Short task 1. Please pull out every line in the rows below that contains the string "stump", treating case as significant.

Extract to read.
To provide an overview of the paper, we have organized it in the following manner: In Section 2, we summarize the relevant literature, while Section 3 outlines the methodology we employed in our project. Section 4 will showcase the results we obtained, and finally, in Section 5, we present our concluding thoughts.

2. Related Work

The landscape of sign language translation and recognition research is rich and varied, marked by a series of interconnected advancements that build upon each other. This section weaves through these developments, highlighting how each contribution sets the stage for the next.

Starting with Bungeroth & Ney [8], we see the foundations being laid with a German Sign Language (DGS) translation system. This innovative approach, integrating audio feedback and animated representation, utilizes IBM Model 1-4 and Hidden Markov Models (HMM) for training. The challenge they faced due to limited training samples echoes the necessity for a robust corpus, as further exemplified by the notation method of [9].

Building on the concept of practical translation, San-Segundo et al. [10] introduced a real-time method for Spanish-to-sign language translation. Their dual approach, blending rule-based and statistical methods, demonstrated adaptability and precision, particularly in contexts with limited vocabulary.

Pichardo-Lagunas et al. [11] continued this trajectory, focusing on Mexican Sign Language (MSL). They brought a meticulous, analytical lens to Spanish text, using Freeling to classify words for accurate translation. This method, though currently limited to one-way translation, reflects the evolving complexity of sign language translation systems.

Segueing to pose detection and classification, Qiao et al. [12] utilized the OpenPose model, demonstrating a significant leap in motion analysis without the dependency on specialized hardware. This development represents a shift towards more accessible and cost-effective solutions in the field.

Barrera-Melchor et al. [13] then added a new dimension by applying these technologies to educational content translation into MSL. Their cloud-based system, which translates speech to text and then to MSL using a 3D avatar, exemplifies the integration of cloud computing in sign language translation.

In a similar vein, focusing on a specific application area, Sosa-Jimenez et al. [14] developed a research prototype tailored for primary care health services in Mexican Sign Language. Their use of Microsoft Kinect sensors [15] and HMMs highlights the trend of specialized systems addressing distinct contexts like healthcare.

Parallel to these developments, Martínez-Gutiérrez et al. [16] and Martinez-Seis et al. [17] focused on MSL alphabet recognition through advanced computational methods, each achieving notable accuracy in their respective areas.

Carmona et al. [18] introduced a system for recognizing the static alphabet in Mexican Sign Language using Leap Motion and MS Kinect 1 sensors. Their unique application of 3D affine moment invariants for sign recognition demonstrated a significant improvement in accuracy, showcasing the potential of 3D modeling in sign language recognition.

Short task 2.
Answer these questions on the sign language research extract above, one answer a line, each marked with the letter of its question.
(a) What did Bungeroth & Ney use for training in their German Sign Language system?
(b) What tool did Pichardo-Lagunas et al. use to classify words in Spanish text?
(c) Which sensors did Carmona et al. use to recognize the static alphabet in Mexican Sign Language?

Record list.

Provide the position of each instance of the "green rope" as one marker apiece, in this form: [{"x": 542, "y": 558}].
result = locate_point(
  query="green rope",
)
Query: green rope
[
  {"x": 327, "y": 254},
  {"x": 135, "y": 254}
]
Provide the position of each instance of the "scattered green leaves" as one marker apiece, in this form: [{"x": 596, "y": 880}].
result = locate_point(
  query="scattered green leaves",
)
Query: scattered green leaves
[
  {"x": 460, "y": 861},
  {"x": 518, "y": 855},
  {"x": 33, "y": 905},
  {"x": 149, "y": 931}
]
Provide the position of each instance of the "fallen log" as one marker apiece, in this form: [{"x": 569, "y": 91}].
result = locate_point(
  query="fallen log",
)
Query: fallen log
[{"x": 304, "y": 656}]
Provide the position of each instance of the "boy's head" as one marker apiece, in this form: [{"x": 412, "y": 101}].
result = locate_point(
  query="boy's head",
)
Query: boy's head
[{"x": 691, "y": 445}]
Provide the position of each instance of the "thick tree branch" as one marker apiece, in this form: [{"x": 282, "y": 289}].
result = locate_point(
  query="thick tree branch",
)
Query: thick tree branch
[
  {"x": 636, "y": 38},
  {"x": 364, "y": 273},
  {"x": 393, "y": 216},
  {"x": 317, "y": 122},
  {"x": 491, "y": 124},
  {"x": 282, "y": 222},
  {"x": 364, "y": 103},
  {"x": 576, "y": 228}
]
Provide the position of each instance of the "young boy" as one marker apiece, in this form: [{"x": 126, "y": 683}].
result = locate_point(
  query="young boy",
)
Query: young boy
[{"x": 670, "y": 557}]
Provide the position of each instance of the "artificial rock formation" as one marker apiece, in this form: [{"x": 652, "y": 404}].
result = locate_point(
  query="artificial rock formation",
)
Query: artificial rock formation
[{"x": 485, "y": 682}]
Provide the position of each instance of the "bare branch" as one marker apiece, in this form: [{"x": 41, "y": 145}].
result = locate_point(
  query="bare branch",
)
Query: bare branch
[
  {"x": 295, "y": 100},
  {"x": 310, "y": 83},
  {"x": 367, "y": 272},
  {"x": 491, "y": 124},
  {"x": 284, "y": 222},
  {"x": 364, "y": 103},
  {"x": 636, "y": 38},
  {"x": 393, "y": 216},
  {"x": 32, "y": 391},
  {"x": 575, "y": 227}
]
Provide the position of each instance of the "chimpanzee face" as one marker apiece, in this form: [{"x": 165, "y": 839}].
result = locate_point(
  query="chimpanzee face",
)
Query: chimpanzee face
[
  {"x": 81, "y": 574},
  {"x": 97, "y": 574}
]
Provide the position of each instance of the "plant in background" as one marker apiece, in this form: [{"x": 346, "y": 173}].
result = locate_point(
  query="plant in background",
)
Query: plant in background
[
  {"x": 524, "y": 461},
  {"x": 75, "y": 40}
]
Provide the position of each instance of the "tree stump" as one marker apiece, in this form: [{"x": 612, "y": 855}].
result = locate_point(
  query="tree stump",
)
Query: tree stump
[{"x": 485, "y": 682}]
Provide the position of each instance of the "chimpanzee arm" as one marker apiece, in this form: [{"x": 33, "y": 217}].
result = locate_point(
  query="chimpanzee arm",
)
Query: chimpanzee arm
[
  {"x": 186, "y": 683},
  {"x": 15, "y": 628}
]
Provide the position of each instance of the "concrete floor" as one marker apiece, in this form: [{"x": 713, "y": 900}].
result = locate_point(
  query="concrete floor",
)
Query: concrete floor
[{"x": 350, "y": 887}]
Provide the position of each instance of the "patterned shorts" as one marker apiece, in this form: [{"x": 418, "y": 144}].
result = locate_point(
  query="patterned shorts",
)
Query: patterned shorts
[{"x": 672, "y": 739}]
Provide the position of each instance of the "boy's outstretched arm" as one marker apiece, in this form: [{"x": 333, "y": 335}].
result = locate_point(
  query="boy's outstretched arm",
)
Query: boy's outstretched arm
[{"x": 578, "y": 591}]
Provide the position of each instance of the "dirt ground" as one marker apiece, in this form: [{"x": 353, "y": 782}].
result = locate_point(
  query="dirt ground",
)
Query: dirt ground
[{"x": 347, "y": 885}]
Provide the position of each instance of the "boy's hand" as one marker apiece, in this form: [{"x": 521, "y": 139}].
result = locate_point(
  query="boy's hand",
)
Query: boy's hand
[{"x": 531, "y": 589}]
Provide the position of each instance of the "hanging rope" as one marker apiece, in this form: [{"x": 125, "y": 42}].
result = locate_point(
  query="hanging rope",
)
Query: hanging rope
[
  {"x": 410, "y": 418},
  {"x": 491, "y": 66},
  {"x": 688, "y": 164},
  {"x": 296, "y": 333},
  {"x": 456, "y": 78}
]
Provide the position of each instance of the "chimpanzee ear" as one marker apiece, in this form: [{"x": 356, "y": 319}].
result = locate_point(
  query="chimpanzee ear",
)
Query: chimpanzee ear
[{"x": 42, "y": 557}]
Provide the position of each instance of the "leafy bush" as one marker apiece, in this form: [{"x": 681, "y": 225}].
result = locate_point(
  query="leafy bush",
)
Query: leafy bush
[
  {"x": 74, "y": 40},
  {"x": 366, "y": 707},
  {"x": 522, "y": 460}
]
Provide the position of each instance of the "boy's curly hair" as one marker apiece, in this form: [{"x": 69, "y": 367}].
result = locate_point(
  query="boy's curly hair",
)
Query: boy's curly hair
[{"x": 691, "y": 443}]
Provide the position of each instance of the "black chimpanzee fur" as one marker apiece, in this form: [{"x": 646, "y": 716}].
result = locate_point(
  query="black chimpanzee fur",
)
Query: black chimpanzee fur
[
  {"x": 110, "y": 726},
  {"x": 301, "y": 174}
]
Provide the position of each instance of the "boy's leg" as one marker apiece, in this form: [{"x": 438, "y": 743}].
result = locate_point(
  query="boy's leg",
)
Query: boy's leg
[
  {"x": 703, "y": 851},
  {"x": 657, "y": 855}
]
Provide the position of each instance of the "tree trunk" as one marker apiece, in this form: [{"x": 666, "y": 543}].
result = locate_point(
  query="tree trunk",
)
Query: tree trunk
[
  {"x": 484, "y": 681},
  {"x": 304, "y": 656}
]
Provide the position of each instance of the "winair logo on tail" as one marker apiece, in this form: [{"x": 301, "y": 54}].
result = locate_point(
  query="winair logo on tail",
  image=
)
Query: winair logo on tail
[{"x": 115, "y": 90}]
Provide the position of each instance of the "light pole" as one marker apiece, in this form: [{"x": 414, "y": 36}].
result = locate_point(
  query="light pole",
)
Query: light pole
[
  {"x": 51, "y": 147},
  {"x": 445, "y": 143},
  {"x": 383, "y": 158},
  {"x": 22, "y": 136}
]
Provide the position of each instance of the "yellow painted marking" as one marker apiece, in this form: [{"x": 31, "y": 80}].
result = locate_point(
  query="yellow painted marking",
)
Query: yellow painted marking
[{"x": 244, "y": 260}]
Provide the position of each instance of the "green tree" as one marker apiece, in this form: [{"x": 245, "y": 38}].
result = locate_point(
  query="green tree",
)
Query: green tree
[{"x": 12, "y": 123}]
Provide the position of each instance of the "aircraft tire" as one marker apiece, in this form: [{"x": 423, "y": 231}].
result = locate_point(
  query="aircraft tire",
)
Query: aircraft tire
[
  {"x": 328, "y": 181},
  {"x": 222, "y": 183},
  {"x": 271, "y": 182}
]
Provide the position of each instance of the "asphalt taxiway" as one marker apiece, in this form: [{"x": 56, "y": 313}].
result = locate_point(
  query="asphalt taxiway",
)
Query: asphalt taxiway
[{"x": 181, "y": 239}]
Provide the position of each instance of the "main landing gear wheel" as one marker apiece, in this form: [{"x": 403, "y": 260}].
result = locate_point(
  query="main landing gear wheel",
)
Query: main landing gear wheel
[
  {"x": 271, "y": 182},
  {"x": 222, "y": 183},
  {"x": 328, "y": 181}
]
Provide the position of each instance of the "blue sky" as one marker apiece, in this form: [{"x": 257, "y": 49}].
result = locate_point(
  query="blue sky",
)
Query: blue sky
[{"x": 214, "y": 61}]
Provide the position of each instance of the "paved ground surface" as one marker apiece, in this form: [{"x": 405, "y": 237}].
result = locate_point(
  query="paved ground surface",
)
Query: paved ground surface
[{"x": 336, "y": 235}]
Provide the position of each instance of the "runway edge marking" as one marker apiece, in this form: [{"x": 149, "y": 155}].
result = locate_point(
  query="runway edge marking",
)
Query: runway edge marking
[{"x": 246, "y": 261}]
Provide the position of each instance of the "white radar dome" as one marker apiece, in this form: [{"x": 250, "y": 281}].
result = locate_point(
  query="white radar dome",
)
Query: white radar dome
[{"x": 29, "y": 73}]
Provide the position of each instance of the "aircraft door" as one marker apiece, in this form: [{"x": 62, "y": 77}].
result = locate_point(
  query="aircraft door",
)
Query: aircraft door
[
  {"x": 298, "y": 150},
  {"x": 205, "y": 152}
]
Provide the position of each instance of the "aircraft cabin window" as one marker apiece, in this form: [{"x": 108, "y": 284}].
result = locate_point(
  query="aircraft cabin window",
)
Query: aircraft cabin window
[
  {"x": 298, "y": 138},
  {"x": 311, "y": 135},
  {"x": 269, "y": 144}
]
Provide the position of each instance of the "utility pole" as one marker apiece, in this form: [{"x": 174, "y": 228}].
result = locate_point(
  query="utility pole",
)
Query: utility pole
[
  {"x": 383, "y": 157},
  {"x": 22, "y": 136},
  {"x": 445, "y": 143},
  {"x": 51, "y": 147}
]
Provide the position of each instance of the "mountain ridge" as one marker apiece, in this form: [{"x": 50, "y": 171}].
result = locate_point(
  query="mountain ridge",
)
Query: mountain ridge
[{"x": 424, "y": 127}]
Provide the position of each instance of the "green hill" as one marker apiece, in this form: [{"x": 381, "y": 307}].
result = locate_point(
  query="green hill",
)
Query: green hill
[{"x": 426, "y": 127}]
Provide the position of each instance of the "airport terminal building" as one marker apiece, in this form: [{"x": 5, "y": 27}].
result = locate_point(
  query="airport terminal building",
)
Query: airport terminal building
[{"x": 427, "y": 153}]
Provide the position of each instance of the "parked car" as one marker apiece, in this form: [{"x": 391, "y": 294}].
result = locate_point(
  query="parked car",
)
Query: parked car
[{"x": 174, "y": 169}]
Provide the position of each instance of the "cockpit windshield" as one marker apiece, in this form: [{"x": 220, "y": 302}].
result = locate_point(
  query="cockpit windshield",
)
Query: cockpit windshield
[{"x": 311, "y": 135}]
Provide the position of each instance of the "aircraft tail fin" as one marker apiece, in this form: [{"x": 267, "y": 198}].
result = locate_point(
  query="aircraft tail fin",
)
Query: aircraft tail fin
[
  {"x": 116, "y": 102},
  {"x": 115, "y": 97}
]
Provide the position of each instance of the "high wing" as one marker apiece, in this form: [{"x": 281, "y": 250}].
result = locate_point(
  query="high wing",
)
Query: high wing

Expected answer 1.
Provide the position of each instance of the "tree stump" as one marker apiece, in this form: [{"x": 612, "y": 855}].
  query="tree stump",
Query: tree stump

Expected answer 2.
(a) IBM Model 1-4 and Hidden Markov Models (HMM)
(b) Freeling
(c) Leap Motion and MS Kinect 1 sensors